— WHAT IS NEEDED —
Please copy out all of the entries below word for word, leaving the pictures out of your answer.

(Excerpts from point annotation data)
#####

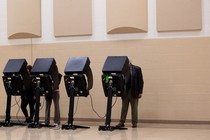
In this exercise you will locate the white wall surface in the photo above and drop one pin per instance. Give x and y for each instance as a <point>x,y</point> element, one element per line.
<point>99,25</point>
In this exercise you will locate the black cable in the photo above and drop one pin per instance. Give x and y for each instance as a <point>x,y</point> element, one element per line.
<point>76,106</point>
<point>17,103</point>
<point>91,100</point>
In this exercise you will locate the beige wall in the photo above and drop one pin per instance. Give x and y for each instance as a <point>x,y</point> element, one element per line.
<point>176,75</point>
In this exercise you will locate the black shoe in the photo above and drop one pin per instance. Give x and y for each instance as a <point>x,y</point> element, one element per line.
<point>134,125</point>
<point>120,125</point>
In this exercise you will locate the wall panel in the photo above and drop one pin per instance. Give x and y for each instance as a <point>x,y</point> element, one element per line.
<point>179,15</point>
<point>126,16</point>
<point>72,17</point>
<point>24,18</point>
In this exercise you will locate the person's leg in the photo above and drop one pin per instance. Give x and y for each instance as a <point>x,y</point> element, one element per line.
<point>47,110</point>
<point>24,104</point>
<point>32,109</point>
<point>57,108</point>
<point>134,111</point>
<point>124,111</point>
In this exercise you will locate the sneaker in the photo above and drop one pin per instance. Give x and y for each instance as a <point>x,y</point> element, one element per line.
<point>134,125</point>
<point>121,124</point>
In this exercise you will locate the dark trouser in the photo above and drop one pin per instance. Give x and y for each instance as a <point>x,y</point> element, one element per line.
<point>24,103</point>
<point>134,108</point>
<point>55,98</point>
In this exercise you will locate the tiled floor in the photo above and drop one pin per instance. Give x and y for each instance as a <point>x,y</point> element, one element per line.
<point>145,131</point>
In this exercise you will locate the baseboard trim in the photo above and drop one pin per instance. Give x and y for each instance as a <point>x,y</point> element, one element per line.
<point>128,120</point>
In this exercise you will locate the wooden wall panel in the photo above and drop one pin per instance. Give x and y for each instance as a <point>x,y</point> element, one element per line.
<point>175,71</point>
<point>24,18</point>
<point>72,17</point>
<point>127,16</point>
<point>179,15</point>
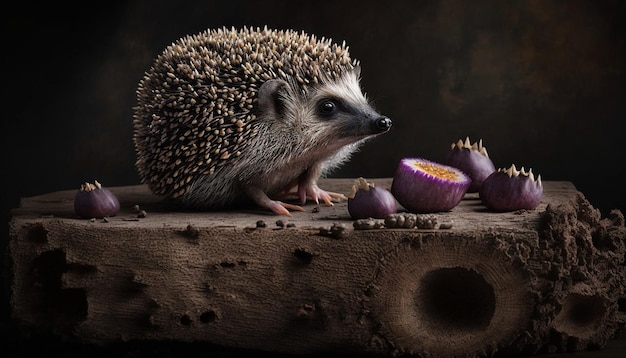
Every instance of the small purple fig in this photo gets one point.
(471, 159)
(95, 201)
(367, 201)
(510, 190)
(423, 186)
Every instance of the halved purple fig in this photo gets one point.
(424, 186)
(95, 201)
(367, 201)
(511, 189)
(471, 159)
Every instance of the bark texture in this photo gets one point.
(472, 283)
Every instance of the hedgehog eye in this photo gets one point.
(327, 107)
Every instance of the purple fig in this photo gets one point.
(95, 201)
(367, 201)
(510, 190)
(423, 186)
(471, 159)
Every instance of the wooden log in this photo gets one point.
(476, 282)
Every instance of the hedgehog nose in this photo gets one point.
(383, 124)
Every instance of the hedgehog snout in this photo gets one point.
(381, 124)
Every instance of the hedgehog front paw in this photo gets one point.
(280, 208)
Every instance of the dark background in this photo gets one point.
(541, 82)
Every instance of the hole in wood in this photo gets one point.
(60, 307)
(581, 314)
(37, 233)
(208, 316)
(456, 299)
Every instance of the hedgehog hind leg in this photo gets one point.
(311, 190)
(277, 207)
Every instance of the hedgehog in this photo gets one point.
(228, 118)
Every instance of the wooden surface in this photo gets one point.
(544, 280)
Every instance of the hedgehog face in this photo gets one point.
(332, 114)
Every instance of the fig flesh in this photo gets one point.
(95, 201)
(471, 159)
(510, 190)
(367, 201)
(424, 186)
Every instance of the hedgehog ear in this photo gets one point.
(270, 103)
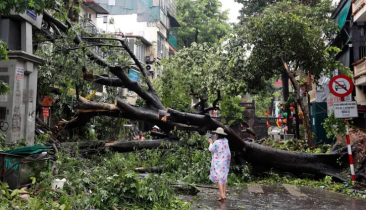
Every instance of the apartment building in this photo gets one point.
(150, 26)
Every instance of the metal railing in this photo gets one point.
(357, 6)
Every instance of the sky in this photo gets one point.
(234, 9)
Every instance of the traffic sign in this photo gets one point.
(345, 109)
(341, 86)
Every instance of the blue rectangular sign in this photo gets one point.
(32, 14)
(134, 76)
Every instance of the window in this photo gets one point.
(160, 46)
(140, 50)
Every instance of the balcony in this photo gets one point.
(173, 38)
(172, 8)
(360, 72)
(359, 10)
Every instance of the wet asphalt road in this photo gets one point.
(275, 197)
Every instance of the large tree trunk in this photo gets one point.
(299, 101)
(168, 119)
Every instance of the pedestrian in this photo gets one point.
(220, 163)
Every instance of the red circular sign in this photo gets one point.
(341, 86)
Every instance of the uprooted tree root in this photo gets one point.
(169, 119)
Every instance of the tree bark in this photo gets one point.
(299, 101)
(169, 119)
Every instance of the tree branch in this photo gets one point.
(135, 87)
(102, 80)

#####

— RESPONSE TO THIS TASK —
In this exercise you will locate the white wall surface in the photo above and drop one pin per instance. Give x and y for each instance as a <point>x,y</point> element, one element per line.
<point>99,25</point>
In this exercise you will locate the black cable in the photo above and drop one pin per instance. Give x and y for each instance as a <point>x,y</point> element, one element per line.
<point>76,106</point>
<point>17,103</point>
<point>91,100</point>
In this exercise you will locate the beige wall in the photo above and drop one pin per instance. Give x and y for each instance as a <point>x,y</point> element, one element per line.
<point>176,75</point>
In this exercise you will locate the black shoe in the photo above and drop one pin per instance. Give x and y for each instance as a <point>x,y</point> element, one element per line.
<point>134,125</point>
<point>120,125</point>
In this exercise you will locate the wall panel in the photo above and drop one pin per instance. Give x and y for each instance as a <point>x,y</point> element, one element per line.
<point>179,15</point>
<point>126,16</point>
<point>72,17</point>
<point>24,18</point>
In this exercise you will locate the person's leg in the photo above and drop one pin per instance. Give x and y for each instance as a <point>x,y</point> element, one element per line.
<point>47,110</point>
<point>24,104</point>
<point>32,109</point>
<point>57,108</point>
<point>134,111</point>
<point>124,111</point>
In this exercise you will locate the sneaker in the photo above and drop one pin per instance. Give x and y for each instance as a <point>x,y</point> element, one element per line.
<point>134,125</point>
<point>121,124</point>
In this exercise you will locate the dark trouser in the photo above and drop one pin per instance. Give x and y for each instance as a <point>x,y</point> element, one element per line.
<point>24,103</point>
<point>134,108</point>
<point>55,98</point>
In this exercise you will locate the tiled floor in the photo above and drop one pin per instance. Give x and y for each instance as a <point>x,y</point> element, one element per line.
<point>145,131</point>
In this exercise you will locate the baseboard trim in the photo above and drop one pin per instance. Give x and y for each instance as a <point>x,y</point> element, one element per line.
<point>128,120</point>
In this exercise you will locate the wooden wall panel in the photo above and drop one pin per instance. Give x and y for each instance as a <point>x,y</point> element, one element per line.
<point>175,71</point>
<point>24,18</point>
<point>72,17</point>
<point>127,16</point>
<point>179,15</point>
Every instance of the small purple fig in this photo gets one point.
(471, 159)
(95, 201)
(367, 201)
(510, 190)
(423, 186)
Every instance of the halved purple fig in this photo gets one point.
(424, 186)
(95, 201)
(367, 201)
(511, 189)
(471, 159)
Every instance of the bark texture in this photo gets one point.
(472, 283)
Every instance of the hedgehog eye in this photo gets one point.
(327, 107)
Every instance of the purple fig in this photo gets one point.
(95, 201)
(367, 201)
(510, 190)
(423, 186)
(471, 159)
Every instance of the wooden log in this photo gets one point.
(476, 282)
Every instance of the hedgehog nose in this photo gets one point.
(383, 124)
Every instance of the hedgehog snout in this photo gets one point.
(381, 124)
Every instance of the hedgehog front paw in this photo gets one point.
(280, 208)
Every instance of the dark background in this photo gets one point.
(541, 82)
Every instance of the hole in wood in this photo gets one point.
(60, 307)
(581, 314)
(37, 233)
(208, 316)
(456, 299)
Every instance of the hedgehog hind leg in this photo gets one point.
(311, 190)
(277, 207)
Every instance of the hedgehog in this photo gets one point.
(228, 118)
Every instance of the wooden surface in this photo gets one point.
(544, 280)
Every instance of the hedgehog face in this photo gets one point.
(332, 114)
Every instance of the fig flesh in this photo gets one point.
(95, 201)
(471, 159)
(510, 190)
(367, 201)
(424, 186)
Every instance of the hedgehog ear in this photo gets one point.
(270, 103)
Every instance of the apartment building in this photo gets one point.
(150, 26)
Every instance of the metal railing in this photo gets one point.
(357, 6)
Every instance of the sky in this photo gets one point.
(234, 9)
Every instance of the traffic sign in this photo gets one point.
(345, 109)
(341, 86)
Every instance of the blue rectangular sign in this photo gets one point.
(32, 14)
(134, 76)
Every instance of the window in this photo gets one point.
(160, 46)
(140, 50)
Every instance of the balcony in this photo gets one point.
(173, 38)
(172, 8)
(360, 72)
(359, 10)
Every instance of the wet asphalt road in this photo gets one point.
(275, 197)
Every instance of the large tree trunk in this photo gets one point.
(299, 101)
(168, 119)
Every instance of the pedestrian in this photo gets one point.
(220, 163)
Every instance of the red circular sign in this photo gets one point.
(341, 86)
Every instance of the uprooted tree root in this photo gets one point.
(169, 119)
Every instance of the tree bark in this photo gets one point.
(299, 101)
(169, 119)
Every instance of the tree branch in this photo gets one point.
(135, 87)
(102, 80)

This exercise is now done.